- What to work on -
Can you reproduce the tinnitus text word for word, from "While the sound-sources" up to and including "has already developed."?

Medication is another commonly identified provoker of subjective tinnitus. While most culprits are prescription concoctions and include antibiotics, chemotherapy agents, and diuretics; over-the–counter medicines such as aspirin and ibuprofen are also to be blamed. The only chance of curing or reducing drug-induced ear ringing is to stop the offending medication, so it is important to report this symptom to your physician so this possibility may be fully explored. There are other causes of tinnitus, as well, such as thyroid imbalance, vitamin B12 deficiency, syphilis, small tumors, and Lyme disease. These require medical treatment; doctor evaluation of tinnitus includes testing for these issues.
While the sound-sources in cases of objective tinnitus are well understood, there are several different theories as to the cause of subjective tinnitus. Most scientists believe that hearing loss is the root of the problem; when the auditory/sound receiving part of the brain does NOT get regular stimulation from the hearing organ in the ear (the cochlea), these under-stimulated brain cells begin to fire spontaneously on their own, thus causing a brain perception of sound that has no external source. Hearing evaluation and correction is therefore felt to be a critical component in the prevention of new tinnitus cases, and may help improve those in whom it has already developed.
So, ear protection, physician examination, judicious use of medication, and hearing evaluation and correction are the key elements to tinnitus diagnosis and treatment. Other moieties, such as the herbal supplements, melatonin, and lipoflavanoids, as well as low doses of the sedative valium, are occasionally but not universally helpful. Ultimately, for many sufferers the most important aspect of treatment is to develop and nurture the ability to ignore it. Those that fail to achieve this experience increased risks of anxiety and depression. Yes, the good news about tinnitus is that you can live with it forever. The bad news is that you might have to! So turn down the iPods, folks, and put on ear gear when you mow the grass! Your otic and mental health may depend on it.

(Point-per-instance localization records)

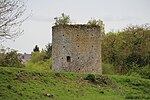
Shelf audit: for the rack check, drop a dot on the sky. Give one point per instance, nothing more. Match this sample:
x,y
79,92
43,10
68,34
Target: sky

- Answer below -
While the sound-sources in cases of objective tinnitus are well understood, there are several different theories as to the cause of subjective tinnitus. Most scientists believe that hearing loss is the root of the problem; when the auditory/sound receiving part of the brain does NOT get regular stimulation from the hearing organ in the ear (the cochlea), these under-stimulated brain cells begin to fire spontaneously on their own, thus causing a brain perception of sound that has no external source. Hearing evaluation and correction is therefore felt to be a critical component in the prevention of new tinnitus cases, and may help improve those in whom it has already developed.